++++ Extrait fourni ++++

Joint par Le Généraliste, le Dr Jérôme Marty, président de l’UFML-S, confie que les syndicats devraient revenir à la table des négociations à l’occasion de la prochaine réunion multilatérale le 1er février. Ils attendent « un signal favorable et fort du Gouvernement » et boycotteront donc les groupes de travail organisés d'ici là par l'Assurance maladie.
Élargir les missions des IPA
La proposition de loi vise notamment à élargir les missions des infirmiers en pratique avancée (IPA), qui seraient désormais autorisés à faire certaines prescriptions de soins et médicaments. Les patients pourraient se rendre chez ces soignants sans passer par un médecin, mais toujours dans le cadre d'un « exercice coordonné » avec ce dernier. L'Assemblée a aussi adopté un amendement du gouvernement pour autoriser l'ensemble des infirmiers à prendre en charge les plaies, en coordination avec un médecin, après une formation dédiée.

++++ Entrées de données ++++

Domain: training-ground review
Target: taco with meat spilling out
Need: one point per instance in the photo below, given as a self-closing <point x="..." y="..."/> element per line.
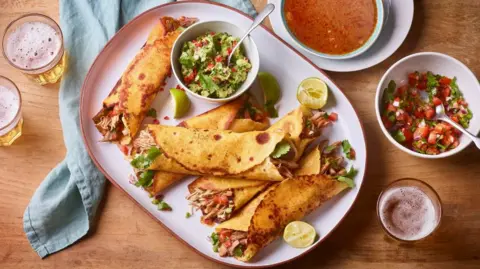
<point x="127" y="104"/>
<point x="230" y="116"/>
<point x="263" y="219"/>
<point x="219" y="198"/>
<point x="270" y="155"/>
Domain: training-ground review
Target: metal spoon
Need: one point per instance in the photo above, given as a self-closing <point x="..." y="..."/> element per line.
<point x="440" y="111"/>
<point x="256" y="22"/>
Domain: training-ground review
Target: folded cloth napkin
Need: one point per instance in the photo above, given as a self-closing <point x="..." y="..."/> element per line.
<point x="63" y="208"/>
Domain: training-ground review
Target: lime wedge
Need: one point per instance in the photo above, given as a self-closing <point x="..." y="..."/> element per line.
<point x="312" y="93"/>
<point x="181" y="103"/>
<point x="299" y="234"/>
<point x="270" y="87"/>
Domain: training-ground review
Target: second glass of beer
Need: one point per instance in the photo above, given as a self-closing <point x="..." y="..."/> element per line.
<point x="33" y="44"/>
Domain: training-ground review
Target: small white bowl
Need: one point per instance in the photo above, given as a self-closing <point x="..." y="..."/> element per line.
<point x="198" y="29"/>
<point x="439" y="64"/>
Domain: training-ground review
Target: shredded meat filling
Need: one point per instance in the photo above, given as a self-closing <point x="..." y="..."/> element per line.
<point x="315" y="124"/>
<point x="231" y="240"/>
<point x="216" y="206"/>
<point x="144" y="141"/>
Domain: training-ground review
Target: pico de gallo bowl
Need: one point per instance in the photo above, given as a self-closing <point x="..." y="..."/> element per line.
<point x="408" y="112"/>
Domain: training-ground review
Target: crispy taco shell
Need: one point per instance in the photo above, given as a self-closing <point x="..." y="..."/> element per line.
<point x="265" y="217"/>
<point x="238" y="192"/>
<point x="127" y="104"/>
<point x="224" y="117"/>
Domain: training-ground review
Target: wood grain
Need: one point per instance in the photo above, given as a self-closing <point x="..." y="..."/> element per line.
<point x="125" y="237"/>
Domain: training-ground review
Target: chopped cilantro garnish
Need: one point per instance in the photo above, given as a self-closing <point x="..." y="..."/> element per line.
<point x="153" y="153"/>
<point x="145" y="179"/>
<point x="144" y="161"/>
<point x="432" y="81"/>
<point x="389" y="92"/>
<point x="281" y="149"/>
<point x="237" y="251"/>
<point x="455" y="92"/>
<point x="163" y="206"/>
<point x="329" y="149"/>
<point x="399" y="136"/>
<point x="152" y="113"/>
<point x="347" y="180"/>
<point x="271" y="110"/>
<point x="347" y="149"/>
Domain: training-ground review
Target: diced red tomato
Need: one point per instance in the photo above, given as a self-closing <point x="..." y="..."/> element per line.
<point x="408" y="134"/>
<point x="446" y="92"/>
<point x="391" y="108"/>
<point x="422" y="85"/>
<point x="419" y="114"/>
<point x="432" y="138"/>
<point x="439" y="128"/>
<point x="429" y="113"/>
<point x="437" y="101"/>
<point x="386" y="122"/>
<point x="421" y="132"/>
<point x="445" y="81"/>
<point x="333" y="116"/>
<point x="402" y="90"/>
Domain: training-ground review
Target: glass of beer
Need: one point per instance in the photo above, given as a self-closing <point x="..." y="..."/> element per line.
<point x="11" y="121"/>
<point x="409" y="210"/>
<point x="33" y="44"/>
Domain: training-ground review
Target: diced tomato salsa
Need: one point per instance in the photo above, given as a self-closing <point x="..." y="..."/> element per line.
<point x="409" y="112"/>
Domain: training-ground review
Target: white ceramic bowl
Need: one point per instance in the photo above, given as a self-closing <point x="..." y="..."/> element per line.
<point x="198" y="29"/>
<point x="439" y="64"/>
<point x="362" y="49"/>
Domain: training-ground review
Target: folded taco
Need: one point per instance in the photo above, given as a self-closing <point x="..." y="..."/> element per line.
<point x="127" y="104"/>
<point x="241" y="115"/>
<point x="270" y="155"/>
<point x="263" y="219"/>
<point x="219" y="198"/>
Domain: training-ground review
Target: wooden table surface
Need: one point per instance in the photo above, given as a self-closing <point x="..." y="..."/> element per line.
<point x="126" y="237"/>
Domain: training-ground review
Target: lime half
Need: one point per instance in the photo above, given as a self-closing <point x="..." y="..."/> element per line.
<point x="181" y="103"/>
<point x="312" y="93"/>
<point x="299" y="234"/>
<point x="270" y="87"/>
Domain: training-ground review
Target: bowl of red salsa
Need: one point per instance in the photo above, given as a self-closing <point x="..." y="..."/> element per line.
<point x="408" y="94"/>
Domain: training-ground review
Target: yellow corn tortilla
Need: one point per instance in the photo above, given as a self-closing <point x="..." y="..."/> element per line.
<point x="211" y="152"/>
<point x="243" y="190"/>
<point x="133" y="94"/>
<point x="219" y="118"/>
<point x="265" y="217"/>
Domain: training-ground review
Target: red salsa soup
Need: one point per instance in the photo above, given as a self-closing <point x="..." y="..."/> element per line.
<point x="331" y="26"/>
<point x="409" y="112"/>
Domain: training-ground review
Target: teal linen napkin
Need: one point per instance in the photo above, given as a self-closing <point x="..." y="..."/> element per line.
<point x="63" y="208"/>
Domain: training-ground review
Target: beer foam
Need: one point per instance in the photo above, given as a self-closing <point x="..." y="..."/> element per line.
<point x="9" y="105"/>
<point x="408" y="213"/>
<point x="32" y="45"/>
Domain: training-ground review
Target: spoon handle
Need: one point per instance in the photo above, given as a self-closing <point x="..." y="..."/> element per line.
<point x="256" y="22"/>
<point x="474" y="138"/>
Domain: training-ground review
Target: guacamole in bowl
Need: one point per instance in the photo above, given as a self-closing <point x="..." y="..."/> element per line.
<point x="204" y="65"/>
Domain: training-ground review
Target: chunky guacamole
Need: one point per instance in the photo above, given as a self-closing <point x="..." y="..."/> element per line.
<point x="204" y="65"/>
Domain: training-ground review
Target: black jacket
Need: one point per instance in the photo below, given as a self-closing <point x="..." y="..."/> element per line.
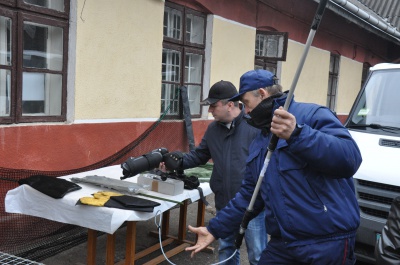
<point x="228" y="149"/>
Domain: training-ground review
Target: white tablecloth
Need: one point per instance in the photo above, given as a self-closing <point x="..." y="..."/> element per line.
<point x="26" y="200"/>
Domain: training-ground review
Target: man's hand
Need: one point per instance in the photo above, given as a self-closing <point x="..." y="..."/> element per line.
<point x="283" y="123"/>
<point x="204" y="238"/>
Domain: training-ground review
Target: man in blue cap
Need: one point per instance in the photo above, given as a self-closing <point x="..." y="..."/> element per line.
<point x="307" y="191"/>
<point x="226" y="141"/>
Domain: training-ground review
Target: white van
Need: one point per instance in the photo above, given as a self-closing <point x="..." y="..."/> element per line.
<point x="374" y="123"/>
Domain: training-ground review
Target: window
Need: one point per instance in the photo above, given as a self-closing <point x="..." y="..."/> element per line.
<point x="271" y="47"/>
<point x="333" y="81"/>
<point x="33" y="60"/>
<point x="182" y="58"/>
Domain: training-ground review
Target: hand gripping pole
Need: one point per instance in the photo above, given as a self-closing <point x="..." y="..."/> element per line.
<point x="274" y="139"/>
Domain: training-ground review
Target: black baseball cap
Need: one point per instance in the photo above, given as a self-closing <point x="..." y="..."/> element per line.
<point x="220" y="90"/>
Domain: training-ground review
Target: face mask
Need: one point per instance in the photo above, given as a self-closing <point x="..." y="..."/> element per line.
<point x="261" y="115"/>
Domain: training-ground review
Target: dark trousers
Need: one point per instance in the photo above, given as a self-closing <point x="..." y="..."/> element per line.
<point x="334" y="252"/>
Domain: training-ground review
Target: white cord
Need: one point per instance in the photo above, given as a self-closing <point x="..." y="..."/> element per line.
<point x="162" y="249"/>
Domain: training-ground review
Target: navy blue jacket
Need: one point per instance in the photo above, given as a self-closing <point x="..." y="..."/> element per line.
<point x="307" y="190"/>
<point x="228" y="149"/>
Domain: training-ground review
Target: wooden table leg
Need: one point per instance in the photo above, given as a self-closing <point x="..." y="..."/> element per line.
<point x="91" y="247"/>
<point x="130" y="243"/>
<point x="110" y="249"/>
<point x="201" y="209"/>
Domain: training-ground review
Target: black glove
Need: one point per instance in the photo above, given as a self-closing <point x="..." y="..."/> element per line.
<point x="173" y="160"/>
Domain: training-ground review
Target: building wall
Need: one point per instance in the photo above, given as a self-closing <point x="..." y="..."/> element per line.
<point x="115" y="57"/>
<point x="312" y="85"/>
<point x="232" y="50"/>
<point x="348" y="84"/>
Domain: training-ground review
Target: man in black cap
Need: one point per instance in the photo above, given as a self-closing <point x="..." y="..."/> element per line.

++++

-- Consigne 1 --
Recopiez fidèlement le passage de l'article sur les médecins et les IPA qui commence par « Joint par Le » et se poursuit jusqu'à « par l'Assurance maladie. ».
-- Consigne 2 --
Rédigez la suite de l'article sur les médecins et les IPA en reprenant après sa dernière phrase.
Les entrées n'ont aucun rapport avec l'article sur les médecins et les IPA.

-- Réponse rédigée 1 --
Joint par Le Généraliste, le Dr Jérôme Marty, président de l’UFML-S, confie que les syndicats devraient revenir à la table des négociations à l’occasion de la prochaine réunion multilatérale le 1er février. Ils attendent « un signal favorable et fort du Gouvernement » et boycotteront donc les groupes de travail organisés d'ici là par l'Assurance maladie.

-- Réponse rédigée 2 --
La proposition de loi permet également un accès direct aux kinésithérapeutes et orthophonistes exerçant dans des établissements de santé. Contre l'avis du gouvernement, l'Assemblée a adopté un amendement de Thibault Bazin (LR) pour que la mesure s'applique à dix séances de kiné plutôt que cinq. Les députés ont aussi soutenu une proposition du macroniste Karl Olive pour leur permettre de prescrire une activité physique adaptée (APA), notamment aux patients atteints d'une affection de longue durée.
Les pharmaciens pourront renouveler les ordonnances pour une plus longue durée
Dans la même logique, le texte renforce les prérogatives des assistants dentaires, avec un nouveau statut d'assistant en médecine bucco-dentaire. Les pédicures podologues pourront prescrire des orthèses plantaires, et les opticiens adapter une prescription des ophtalmologues.
Le pharmacien pourra renouveler les traitements chroniques pour une durée maximale de trois mois, lorsque le médecin prescripteur n'est pas disponible. Et les députés ont voté une expérimentation dans cinq départements autorisant des pharmaciens biologistes médicaux à dépister le cancer du col de l'utérus.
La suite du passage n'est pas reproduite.